(Dataset rows)
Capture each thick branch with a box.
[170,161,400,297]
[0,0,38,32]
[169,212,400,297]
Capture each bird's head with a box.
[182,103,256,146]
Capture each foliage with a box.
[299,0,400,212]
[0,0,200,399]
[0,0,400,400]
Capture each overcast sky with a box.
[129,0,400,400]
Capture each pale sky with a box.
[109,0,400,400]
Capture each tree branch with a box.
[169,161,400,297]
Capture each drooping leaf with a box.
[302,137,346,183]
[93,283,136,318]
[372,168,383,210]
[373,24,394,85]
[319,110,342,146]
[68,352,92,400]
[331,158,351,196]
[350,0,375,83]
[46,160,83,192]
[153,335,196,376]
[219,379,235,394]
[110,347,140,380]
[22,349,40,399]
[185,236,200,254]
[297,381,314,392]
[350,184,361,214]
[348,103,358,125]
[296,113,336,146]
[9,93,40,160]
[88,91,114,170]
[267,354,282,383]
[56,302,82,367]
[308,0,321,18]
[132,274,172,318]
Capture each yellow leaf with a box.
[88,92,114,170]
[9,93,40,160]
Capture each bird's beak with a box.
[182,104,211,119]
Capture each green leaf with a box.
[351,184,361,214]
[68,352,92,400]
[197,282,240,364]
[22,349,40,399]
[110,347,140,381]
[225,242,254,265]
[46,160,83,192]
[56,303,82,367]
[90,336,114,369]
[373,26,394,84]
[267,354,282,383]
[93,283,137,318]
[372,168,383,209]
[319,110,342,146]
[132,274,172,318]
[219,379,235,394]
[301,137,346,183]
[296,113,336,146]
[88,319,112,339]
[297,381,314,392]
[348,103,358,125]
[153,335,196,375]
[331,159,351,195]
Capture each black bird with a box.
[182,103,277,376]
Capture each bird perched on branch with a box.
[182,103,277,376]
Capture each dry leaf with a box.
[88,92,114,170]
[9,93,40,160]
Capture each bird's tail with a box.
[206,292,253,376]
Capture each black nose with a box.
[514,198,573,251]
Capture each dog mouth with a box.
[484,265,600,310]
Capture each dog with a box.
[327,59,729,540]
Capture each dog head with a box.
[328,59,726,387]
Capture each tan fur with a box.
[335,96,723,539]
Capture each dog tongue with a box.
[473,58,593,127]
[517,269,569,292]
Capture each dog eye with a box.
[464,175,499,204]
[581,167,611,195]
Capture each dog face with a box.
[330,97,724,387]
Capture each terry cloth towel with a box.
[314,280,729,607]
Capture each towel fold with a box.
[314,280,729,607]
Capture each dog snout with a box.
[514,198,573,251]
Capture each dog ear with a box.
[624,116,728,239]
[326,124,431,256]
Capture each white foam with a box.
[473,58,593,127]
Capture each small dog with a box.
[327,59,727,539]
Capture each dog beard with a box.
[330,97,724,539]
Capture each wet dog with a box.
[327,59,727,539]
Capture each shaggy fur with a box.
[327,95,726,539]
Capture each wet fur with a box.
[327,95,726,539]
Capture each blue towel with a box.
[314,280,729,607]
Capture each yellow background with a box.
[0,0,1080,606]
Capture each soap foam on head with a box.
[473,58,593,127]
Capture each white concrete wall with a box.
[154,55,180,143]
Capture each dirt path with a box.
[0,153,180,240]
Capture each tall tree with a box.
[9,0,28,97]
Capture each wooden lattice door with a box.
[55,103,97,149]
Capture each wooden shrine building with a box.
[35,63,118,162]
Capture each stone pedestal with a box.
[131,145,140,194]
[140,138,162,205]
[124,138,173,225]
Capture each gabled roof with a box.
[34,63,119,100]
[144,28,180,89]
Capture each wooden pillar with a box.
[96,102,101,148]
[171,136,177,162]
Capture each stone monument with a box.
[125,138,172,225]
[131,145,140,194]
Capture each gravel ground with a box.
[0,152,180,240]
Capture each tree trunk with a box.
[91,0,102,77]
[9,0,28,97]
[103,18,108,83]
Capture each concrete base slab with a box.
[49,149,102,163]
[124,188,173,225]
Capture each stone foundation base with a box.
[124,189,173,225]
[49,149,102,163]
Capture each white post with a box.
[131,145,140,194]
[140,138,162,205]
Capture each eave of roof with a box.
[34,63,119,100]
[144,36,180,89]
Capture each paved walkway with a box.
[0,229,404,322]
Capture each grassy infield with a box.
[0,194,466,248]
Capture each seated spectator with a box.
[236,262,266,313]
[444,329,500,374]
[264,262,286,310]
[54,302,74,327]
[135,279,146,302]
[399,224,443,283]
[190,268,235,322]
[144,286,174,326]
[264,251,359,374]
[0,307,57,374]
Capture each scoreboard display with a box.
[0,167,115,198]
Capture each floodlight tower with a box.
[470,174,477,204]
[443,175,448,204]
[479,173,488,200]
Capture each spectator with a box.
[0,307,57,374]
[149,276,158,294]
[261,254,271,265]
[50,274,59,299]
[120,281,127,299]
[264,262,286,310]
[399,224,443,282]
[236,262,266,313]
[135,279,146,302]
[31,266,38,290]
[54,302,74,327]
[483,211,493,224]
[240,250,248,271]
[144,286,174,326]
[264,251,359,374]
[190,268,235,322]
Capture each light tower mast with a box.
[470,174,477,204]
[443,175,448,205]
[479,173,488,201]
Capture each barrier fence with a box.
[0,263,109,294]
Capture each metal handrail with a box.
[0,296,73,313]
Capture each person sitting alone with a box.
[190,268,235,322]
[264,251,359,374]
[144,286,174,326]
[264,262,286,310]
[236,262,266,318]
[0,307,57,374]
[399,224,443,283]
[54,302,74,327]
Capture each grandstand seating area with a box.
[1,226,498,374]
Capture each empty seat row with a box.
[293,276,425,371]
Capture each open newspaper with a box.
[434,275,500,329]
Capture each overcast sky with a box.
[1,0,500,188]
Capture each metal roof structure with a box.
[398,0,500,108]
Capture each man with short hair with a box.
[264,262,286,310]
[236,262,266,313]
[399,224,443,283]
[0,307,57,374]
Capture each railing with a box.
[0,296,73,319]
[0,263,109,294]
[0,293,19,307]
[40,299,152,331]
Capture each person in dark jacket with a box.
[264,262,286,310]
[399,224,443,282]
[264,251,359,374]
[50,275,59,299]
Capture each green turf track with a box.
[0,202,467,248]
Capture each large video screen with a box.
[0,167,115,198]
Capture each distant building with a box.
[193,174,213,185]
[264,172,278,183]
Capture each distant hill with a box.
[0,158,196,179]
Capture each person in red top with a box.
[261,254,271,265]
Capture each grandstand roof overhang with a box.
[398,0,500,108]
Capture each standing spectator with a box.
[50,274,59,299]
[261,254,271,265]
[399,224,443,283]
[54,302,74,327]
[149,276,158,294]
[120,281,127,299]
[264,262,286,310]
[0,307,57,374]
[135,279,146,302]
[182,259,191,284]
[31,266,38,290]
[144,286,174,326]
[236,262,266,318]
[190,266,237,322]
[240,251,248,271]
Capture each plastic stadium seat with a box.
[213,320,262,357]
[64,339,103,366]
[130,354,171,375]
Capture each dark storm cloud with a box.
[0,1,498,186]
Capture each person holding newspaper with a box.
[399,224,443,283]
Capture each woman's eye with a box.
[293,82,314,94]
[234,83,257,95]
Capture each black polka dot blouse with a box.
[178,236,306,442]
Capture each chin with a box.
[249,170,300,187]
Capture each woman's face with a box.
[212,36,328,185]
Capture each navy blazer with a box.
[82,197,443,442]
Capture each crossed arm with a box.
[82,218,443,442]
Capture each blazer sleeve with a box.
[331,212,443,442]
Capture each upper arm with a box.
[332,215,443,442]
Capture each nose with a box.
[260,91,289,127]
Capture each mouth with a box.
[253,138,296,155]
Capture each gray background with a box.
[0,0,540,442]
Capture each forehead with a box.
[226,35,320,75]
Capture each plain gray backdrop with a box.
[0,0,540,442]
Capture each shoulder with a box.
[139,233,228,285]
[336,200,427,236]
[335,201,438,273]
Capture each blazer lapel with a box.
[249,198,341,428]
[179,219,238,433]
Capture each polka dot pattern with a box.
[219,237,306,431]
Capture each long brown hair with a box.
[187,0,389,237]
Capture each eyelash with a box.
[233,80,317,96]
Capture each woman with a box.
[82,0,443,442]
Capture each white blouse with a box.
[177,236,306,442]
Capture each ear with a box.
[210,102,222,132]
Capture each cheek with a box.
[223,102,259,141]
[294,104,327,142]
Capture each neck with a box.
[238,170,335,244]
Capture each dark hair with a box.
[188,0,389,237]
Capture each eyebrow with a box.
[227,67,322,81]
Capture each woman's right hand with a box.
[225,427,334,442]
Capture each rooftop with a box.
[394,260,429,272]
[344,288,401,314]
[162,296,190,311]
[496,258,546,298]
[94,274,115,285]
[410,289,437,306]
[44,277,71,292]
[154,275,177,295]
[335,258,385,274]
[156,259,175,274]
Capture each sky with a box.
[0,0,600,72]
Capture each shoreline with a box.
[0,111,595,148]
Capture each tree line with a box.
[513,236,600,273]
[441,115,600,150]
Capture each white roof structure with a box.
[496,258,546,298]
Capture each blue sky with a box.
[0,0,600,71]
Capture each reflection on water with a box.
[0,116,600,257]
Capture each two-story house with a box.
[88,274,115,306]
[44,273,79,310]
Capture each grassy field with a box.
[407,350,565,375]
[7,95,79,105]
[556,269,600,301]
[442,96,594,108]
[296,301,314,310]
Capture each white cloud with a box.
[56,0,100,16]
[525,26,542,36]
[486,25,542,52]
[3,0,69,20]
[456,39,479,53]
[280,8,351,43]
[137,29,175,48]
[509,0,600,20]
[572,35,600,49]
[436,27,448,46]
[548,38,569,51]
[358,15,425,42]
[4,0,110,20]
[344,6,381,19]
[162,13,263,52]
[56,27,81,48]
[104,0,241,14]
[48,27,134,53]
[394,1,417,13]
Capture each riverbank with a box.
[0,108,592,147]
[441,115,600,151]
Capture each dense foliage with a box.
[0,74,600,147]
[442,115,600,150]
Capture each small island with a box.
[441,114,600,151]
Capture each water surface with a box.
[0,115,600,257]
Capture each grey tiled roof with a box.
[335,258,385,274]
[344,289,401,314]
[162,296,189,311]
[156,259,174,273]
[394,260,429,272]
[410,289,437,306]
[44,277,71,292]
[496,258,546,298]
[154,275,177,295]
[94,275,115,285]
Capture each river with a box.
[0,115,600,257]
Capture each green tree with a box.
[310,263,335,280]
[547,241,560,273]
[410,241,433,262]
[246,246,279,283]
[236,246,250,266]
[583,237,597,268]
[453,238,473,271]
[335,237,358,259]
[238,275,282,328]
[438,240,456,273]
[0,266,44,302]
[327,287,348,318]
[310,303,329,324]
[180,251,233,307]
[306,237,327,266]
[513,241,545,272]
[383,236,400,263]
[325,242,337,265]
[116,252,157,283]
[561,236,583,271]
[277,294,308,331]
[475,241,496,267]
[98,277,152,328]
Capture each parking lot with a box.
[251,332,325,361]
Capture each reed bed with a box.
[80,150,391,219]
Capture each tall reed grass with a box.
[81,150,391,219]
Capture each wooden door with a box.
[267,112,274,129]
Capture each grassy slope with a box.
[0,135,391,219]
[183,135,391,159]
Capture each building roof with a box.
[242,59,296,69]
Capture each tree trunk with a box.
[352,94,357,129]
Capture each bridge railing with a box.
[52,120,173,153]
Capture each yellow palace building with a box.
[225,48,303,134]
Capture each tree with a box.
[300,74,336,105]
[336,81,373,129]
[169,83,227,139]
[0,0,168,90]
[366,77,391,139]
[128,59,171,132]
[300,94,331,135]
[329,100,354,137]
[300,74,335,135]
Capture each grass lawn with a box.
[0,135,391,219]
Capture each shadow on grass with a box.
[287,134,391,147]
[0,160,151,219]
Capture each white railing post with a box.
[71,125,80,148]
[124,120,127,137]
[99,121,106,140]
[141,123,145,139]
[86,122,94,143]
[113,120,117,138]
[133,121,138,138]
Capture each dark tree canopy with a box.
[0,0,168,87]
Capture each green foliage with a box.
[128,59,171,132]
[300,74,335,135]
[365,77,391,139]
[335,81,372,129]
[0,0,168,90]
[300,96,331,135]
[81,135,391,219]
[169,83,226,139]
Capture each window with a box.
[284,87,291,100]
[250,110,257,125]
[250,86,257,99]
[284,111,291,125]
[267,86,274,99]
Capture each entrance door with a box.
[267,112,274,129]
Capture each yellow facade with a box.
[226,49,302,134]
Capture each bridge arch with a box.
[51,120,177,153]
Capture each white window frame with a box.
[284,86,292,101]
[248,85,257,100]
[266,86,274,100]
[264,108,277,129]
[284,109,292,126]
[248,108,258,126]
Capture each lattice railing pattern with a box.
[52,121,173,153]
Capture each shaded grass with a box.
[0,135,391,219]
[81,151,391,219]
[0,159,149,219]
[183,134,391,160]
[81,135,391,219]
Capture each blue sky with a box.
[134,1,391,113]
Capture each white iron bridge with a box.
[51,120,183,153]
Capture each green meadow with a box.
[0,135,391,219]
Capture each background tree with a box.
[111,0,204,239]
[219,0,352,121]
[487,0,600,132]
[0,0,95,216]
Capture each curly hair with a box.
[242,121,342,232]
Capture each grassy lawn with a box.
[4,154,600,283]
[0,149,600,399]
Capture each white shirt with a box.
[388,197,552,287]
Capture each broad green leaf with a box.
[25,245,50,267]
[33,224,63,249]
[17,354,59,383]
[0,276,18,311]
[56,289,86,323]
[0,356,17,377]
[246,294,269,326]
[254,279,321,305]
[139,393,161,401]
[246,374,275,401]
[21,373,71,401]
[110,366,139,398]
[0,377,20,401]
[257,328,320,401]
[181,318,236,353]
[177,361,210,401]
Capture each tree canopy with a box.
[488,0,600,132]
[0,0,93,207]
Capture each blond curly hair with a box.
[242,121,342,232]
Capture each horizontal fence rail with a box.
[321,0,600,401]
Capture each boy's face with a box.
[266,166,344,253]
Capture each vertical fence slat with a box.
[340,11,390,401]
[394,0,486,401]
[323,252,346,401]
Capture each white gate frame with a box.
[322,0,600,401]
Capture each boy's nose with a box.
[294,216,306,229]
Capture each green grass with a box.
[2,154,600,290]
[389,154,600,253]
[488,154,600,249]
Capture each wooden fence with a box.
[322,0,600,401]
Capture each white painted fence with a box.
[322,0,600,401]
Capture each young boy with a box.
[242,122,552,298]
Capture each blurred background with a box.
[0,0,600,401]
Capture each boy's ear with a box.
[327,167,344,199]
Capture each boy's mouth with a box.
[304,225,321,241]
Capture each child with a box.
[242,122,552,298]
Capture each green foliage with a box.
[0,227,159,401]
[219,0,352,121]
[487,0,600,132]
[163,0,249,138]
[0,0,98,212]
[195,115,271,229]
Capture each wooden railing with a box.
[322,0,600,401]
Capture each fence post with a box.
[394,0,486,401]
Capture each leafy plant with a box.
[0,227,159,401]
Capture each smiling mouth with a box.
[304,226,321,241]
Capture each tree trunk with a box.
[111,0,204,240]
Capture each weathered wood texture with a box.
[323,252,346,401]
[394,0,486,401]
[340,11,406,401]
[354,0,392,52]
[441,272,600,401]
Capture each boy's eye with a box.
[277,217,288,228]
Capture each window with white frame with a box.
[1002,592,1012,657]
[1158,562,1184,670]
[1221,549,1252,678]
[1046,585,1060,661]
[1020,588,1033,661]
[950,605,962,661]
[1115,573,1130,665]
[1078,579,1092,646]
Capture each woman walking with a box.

#### [Directions]
Reproduce the lines from the one with "Capture each eyebrow with a box." up to and including the one with "[296,301,314,310]", swapping "rooftop" for "roof" and leaving everything else as it is.

#### [Answer in full]
Capture each eyebrow with a box.
[227,67,322,81]
Capture each woman's right hand with a box.
[225,427,334,442]
Capture each roof with a box.
[394,260,429,272]
[344,288,401,314]
[162,296,190,311]
[496,258,546,298]
[94,274,115,285]
[410,289,437,306]
[44,277,71,292]
[154,275,177,295]
[335,258,385,274]
[156,259,175,274]
Capture each sky with a box.
[0,0,600,72]
Capture each shoreline with a box.
[0,111,595,148]
Capture each tree line with a box.
[513,236,600,273]
[441,115,600,150]
Capture each white roof structure with a box.
[496,258,546,298]
Capture each blue sky with a box.
[0,0,600,71]
Capture each reflection on water with a box.
[0,116,600,257]
Capture each two-story house with a box.
[88,274,115,306]
[44,273,79,310]
Capture each grassy field with a box.
[407,350,565,375]
[7,95,79,105]
[556,269,600,301]
[442,96,594,108]
[296,301,314,310]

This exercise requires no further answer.